What is being asked
Answer these from the text on Silent Spring:
(a) What does Carson call the scientist's description of the ground squirrels?
(b) Which pesticide is named in the case study about the two boys in Wisconsin?
(c) What kind of effect does Carson say the pesticide-laden trees have?

+++ Text provided +++

In a further compelling fusion of scientific and literary licenses, Carson quotes from a scientist's observations of ground squirrels who had ingested insecticides: “'[They] exhibited a characteristic attitude in death. The back was bowed, and the forelegs with the toes of the feet tightly clenched were drawn close to the thorax…The head and neck were outstretched and the mouth often contained dirt, suggesting that the dying animals had been biting at the ground'” (99-100). Carson calls this description a “mute testimony” for “the dead ground squirrels” due to the passage's objective and Realist style of scientific recording. The passage is as dead and void of emotional charge as are the squirrels it describes. In another case study on the effects of direct contact with the pesticide parathion, Carson describes how “two small boys in Wisconsin, cousins, died on the same night” (28). Carson uses her literary exposition to emotionally charge and personalize the otherwise flat report of events. The victims of pesticide usage are enlivened through the hybrid-style narration—children become “playmates” and pesticide-laden trees have a “deformed, weeping effect” (28, 71). Even such small interjections as the apparently gratuitous note that the boys are “small” and “cousins” helps build on the account's tragic telling. The qualitative case studies as presented in Silent Spring allow Carson to reject the emotionless (Realist) facts of science and statistics in favor of impassioned retellings of the everyday stories of victims of environmental maltreatment.

+++ Source information +++

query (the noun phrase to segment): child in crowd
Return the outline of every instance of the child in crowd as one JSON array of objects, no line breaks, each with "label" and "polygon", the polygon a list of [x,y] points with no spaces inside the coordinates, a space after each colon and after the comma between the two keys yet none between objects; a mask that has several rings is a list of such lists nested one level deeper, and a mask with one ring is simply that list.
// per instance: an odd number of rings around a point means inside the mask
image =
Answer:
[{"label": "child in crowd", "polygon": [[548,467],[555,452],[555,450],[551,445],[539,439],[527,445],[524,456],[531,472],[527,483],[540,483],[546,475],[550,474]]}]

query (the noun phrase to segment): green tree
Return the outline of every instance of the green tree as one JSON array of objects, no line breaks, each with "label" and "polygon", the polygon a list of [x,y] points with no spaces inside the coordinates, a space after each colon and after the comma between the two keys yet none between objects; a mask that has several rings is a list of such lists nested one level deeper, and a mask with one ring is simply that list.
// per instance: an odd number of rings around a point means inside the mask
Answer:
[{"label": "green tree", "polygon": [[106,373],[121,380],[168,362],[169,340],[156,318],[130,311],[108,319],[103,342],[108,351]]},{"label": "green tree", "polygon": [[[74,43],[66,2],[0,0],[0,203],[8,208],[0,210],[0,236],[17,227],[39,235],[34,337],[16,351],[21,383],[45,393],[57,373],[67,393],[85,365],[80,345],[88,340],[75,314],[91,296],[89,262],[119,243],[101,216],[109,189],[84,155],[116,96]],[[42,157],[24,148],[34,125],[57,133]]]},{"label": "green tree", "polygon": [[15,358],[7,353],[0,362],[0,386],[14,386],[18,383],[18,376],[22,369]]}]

+++

Solution for this task
(a) A "mute testimony" for "the dead ground squirrels."
(b) Parathion.
(c) A "deformed, weeping effect."